[Dataset excerpt]
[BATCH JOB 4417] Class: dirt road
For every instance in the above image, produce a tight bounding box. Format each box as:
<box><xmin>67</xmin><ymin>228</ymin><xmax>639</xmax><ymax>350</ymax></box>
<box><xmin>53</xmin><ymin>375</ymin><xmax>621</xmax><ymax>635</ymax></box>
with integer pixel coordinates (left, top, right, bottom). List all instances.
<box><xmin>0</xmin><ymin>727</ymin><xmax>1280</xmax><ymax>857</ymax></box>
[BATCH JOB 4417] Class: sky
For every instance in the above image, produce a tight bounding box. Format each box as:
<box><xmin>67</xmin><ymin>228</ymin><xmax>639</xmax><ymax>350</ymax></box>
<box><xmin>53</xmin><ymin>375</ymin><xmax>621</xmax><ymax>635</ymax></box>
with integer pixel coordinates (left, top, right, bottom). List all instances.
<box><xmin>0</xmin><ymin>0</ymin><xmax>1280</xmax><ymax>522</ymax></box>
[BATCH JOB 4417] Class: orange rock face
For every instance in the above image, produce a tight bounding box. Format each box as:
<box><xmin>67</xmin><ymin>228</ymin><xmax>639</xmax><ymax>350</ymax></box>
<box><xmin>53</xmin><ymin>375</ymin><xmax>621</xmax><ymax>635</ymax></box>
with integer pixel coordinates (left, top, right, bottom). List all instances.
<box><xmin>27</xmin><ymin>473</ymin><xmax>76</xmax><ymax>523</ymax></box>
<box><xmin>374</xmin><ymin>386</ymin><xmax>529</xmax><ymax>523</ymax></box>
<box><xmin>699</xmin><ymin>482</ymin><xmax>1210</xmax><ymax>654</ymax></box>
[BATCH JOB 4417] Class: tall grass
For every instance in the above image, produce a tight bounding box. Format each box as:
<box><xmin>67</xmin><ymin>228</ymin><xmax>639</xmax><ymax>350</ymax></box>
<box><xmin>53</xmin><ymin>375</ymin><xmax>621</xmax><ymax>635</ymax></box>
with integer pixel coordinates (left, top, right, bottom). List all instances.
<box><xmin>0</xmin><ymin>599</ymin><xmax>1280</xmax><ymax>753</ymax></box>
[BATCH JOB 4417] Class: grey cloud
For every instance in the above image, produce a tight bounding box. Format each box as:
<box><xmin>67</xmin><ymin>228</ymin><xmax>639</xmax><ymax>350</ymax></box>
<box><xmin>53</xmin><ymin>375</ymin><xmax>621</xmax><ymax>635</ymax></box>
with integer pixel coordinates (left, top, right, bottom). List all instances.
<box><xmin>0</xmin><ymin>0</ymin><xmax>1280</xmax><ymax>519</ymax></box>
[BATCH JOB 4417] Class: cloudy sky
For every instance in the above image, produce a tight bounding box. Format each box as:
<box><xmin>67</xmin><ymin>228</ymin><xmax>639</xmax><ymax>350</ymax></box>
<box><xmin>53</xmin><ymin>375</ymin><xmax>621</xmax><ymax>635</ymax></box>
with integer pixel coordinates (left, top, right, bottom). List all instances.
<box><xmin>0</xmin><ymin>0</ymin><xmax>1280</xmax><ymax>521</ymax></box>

What you need to do
Reproduce every line from the one containing "[BATCH JOB 4417] Class: cloudy sky" through the end of the data, inclusive, and offset each coordinate in the answer boxes by adding 139. Copy all other lines unchanged.

Answer for this exercise
[BATCH JOB 4417] Class: cloudy sky
For every instance in the above image, produce a tight bounding box. Format each box as:
<box><xmin>67</xmin><ymin>228</ymin><xmax>639</xmax><ymax>350</ymax></box>
<box><xmin>53</xmin><ymin>375</ymin><xmax>621</xmax><ymax>635</ymax></box>
with integer pixel coordinates (left, top, right, bottom). List all instances.
<box><xmin>139</xmin><ymin>139</ymin><xmax>1419</xmax><ymax>660</ymax></box>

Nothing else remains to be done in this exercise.